* Begin Supplied passage *
These snippets didn’t show up at first, but once I decided to go after these keywords, I wrote new content on pelogia.it to match these searches. It didn’t even take a day for Google to start showing these snippets. Of course, this is a space with nearly no competition, and my website is linked from several of my professional profiles (such as Twitter and LinkedIn), which made triggering these snippets very easy. Unless you’re a popular person in the media, it shouldn’t be too hard for you to trigger these snippets either.

Keywords are in the past. Think about entities

If you still think about SEO in terms of keywords, here are some examples to help you shift from the old-school mindset. If you’re in the industry, none of this will be news to you, but if not, the examples I’m about to show you could come as a surprise.

Query: “where gustavo pelogia works”

Results: A featured snippet from my website and Wolfgang’s Google My Business (GMB) profile. There’s enough evidence on Wolfgang’s website, as well as from many of my profiles (25 mentions in total across Twitter, LinkedIn and Facebook), where I consistently explain where I work and what I do, all mapped out and updated as described previously. However, Google would not have returned this snippet had I not done all the profile mapping described previously.

Device: On desktop, the featured snippet comes from pelogia.it and Wolfgang’s GMB profile. On mobile, the featured snippet is from State of Digital.
* End Supplied passage *
- Instruction -
Write out the part of the SEO passage between "Results: A featured" and "mapping described previously.", inclusive, word for word.
* Begin Material provided *
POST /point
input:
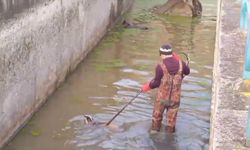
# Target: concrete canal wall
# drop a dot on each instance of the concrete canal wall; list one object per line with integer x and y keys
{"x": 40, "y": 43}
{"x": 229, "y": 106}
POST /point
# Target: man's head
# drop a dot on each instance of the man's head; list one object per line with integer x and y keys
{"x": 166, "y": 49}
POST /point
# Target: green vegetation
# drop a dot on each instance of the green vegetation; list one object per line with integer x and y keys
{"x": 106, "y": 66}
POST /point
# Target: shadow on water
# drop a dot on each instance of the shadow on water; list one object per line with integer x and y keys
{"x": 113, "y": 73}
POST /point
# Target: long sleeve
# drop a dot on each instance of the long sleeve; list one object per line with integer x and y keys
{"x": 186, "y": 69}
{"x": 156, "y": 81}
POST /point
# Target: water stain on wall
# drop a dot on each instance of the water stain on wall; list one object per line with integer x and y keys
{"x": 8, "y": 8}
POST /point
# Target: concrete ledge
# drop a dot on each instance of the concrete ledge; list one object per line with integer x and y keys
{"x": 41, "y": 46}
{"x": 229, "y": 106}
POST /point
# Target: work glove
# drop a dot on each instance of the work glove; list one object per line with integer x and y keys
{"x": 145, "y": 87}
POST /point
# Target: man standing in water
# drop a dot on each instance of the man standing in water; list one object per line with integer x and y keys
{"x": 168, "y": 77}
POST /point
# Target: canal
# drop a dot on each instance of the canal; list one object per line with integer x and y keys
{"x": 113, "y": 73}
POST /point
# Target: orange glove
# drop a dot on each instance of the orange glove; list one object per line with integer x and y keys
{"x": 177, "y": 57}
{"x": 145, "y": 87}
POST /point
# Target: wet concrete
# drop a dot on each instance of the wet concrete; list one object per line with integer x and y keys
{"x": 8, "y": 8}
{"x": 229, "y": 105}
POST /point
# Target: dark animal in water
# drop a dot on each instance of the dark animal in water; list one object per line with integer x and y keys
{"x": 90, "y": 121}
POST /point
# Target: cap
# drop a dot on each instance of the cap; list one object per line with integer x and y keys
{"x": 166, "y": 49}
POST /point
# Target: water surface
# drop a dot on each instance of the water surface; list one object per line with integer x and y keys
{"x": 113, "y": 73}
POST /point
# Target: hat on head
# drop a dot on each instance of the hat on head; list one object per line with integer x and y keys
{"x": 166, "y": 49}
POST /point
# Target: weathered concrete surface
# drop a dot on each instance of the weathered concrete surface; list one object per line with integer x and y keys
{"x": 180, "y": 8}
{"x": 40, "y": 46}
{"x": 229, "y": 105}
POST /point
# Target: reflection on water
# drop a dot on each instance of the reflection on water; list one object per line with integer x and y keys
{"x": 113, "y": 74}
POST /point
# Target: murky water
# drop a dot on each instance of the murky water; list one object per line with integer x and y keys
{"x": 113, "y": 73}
* End Material provided *
* Begin Material provided *
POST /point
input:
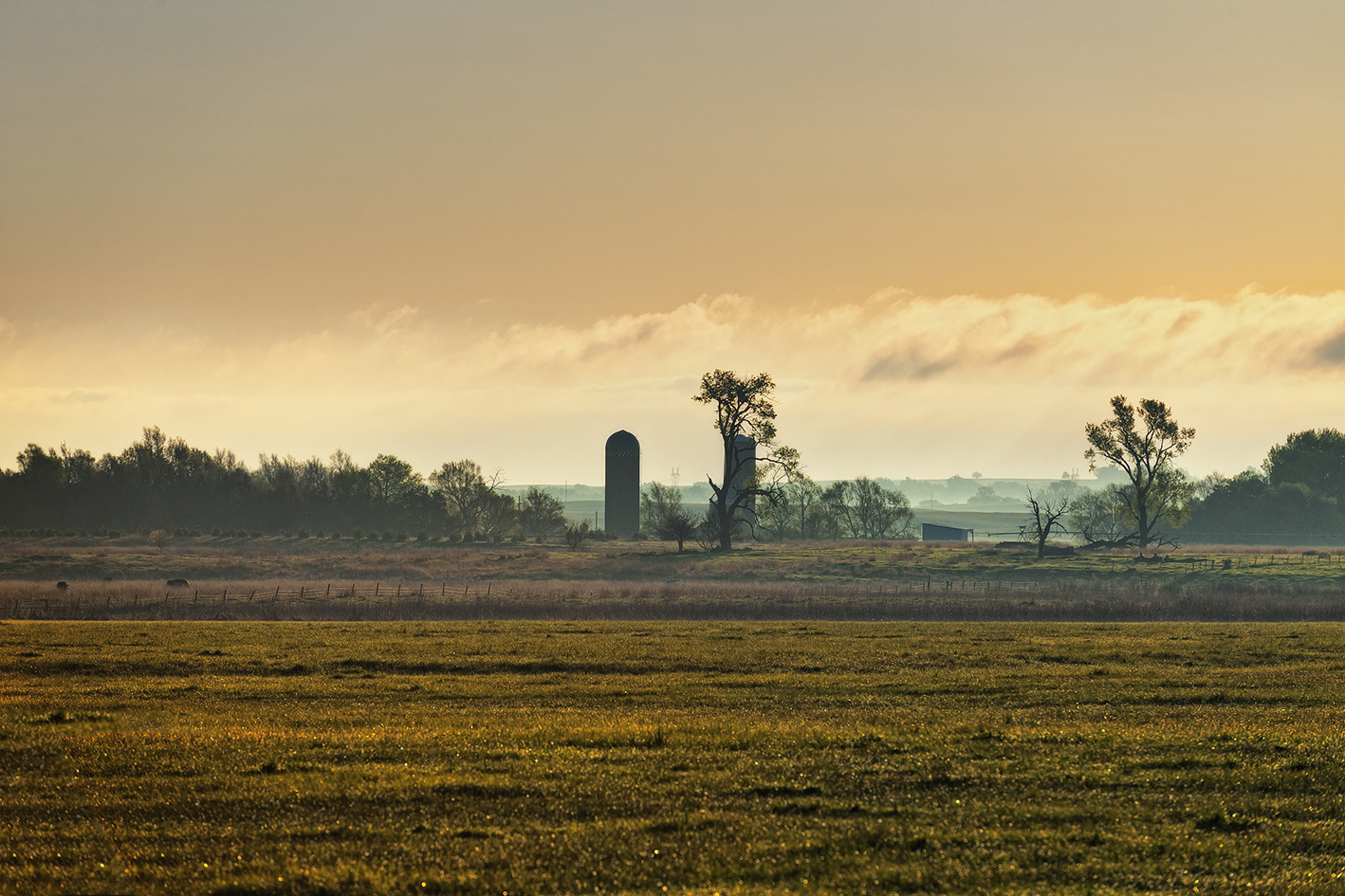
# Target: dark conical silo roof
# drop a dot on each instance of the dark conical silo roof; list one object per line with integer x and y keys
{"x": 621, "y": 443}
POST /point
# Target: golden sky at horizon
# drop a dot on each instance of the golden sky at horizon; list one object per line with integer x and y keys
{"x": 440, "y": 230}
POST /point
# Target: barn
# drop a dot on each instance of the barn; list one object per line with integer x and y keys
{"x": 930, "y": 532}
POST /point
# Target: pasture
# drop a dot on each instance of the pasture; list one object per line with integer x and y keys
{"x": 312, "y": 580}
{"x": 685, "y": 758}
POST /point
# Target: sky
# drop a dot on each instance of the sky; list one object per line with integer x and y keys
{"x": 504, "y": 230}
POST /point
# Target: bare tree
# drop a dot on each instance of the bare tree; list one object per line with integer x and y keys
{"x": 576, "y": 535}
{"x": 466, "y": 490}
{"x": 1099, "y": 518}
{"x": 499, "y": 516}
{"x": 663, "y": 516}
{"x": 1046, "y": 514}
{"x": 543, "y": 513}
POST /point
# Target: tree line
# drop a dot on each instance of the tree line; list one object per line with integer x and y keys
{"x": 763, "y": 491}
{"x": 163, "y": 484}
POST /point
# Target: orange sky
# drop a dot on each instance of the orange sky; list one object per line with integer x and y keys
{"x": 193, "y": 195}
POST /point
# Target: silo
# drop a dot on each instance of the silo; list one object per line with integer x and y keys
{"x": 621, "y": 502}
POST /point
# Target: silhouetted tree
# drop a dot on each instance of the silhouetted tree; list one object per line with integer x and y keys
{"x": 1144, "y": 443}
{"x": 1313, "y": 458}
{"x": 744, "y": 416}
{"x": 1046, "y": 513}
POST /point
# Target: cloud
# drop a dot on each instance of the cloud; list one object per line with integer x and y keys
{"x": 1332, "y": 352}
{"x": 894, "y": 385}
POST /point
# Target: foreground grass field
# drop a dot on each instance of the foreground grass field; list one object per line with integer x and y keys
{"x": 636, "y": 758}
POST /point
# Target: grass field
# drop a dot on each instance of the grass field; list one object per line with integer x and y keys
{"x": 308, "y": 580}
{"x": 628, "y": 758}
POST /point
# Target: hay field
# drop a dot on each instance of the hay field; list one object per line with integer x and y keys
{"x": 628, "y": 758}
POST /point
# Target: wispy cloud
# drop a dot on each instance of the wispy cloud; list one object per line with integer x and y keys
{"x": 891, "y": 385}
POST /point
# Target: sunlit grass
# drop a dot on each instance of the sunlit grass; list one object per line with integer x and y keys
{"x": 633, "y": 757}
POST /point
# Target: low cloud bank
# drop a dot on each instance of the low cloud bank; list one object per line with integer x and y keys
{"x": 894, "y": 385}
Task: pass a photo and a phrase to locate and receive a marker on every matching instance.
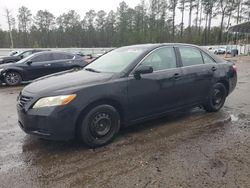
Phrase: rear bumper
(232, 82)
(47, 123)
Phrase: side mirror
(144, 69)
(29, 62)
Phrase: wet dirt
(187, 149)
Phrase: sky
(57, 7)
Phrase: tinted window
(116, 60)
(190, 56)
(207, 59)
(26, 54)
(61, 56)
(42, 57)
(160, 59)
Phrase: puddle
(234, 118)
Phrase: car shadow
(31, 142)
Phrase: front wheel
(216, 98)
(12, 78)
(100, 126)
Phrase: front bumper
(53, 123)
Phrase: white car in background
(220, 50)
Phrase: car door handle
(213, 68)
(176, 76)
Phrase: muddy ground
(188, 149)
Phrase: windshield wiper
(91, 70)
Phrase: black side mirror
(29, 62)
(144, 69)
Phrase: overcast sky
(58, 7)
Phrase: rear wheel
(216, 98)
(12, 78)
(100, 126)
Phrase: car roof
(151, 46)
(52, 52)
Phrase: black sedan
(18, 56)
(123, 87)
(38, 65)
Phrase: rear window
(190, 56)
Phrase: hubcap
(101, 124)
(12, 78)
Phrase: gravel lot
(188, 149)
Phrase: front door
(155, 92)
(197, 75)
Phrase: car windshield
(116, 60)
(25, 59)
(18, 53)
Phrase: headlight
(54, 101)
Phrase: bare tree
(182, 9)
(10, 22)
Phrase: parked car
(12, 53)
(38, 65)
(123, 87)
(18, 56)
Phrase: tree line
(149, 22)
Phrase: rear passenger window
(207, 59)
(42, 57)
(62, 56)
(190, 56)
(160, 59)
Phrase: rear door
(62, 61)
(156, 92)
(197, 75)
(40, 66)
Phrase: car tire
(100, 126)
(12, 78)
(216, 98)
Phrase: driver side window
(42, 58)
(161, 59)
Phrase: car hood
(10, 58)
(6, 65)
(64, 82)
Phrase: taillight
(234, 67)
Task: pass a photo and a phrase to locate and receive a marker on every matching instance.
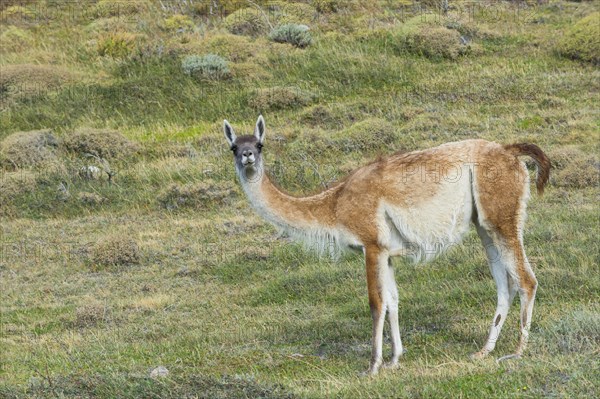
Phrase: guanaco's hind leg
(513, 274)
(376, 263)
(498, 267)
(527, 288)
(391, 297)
* End Material provided *
* Begin Material provided *
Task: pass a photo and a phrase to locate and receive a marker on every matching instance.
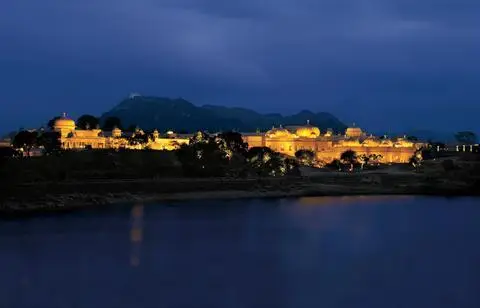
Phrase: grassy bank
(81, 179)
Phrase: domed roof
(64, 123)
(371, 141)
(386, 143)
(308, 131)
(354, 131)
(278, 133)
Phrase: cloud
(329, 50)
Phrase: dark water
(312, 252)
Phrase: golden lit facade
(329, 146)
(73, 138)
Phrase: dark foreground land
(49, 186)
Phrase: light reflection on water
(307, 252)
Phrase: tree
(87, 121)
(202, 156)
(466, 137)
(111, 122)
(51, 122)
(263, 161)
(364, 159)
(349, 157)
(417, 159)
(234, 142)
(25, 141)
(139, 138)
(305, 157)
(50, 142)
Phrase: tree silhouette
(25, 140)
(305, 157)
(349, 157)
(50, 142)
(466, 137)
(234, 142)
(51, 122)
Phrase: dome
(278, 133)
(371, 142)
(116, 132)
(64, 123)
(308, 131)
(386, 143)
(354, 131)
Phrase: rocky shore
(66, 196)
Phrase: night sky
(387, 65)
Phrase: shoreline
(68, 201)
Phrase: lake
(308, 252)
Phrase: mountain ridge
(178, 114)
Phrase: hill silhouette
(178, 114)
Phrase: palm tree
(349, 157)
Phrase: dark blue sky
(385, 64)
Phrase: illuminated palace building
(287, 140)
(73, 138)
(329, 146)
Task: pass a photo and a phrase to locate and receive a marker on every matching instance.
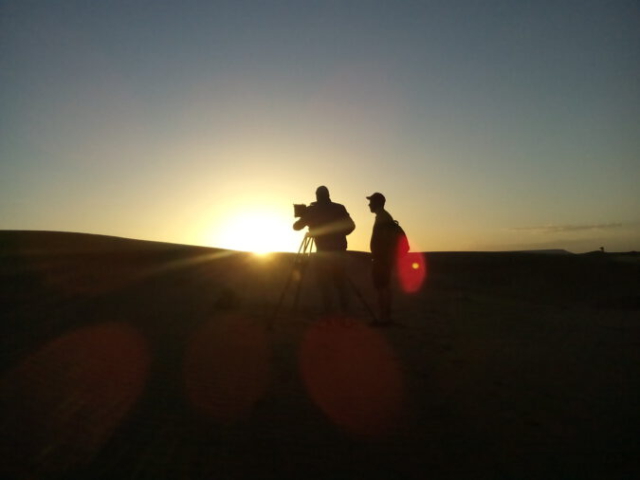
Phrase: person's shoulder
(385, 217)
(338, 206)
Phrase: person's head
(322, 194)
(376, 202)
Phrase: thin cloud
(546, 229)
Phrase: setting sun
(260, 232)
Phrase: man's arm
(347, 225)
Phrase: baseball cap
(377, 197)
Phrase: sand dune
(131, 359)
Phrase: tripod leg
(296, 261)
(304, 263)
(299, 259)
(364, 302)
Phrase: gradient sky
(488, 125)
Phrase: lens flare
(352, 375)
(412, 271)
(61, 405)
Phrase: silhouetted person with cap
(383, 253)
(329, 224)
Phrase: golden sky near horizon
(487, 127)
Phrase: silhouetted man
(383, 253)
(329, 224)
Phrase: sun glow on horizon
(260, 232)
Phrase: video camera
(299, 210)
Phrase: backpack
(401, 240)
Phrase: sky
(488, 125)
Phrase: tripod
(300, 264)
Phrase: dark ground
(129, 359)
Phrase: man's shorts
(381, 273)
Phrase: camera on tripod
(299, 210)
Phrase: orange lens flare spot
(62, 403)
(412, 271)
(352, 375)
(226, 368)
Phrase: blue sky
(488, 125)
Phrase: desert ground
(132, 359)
* End Material provided *
- Output for this exercise -
Results: A featured snippet from my website and Wolfgang’s Google My Business (GMB) profile. There’s enough evidence on Wolfgang’s website, as well as from many of my profiles (25 mentions in total across Twitter, LinkedIn and Facebook), where I consistently explain where I work and what I do, all mapped out and updated as described previously. However, Google would not have returned this snippet had I not done all the profile mapping described previously.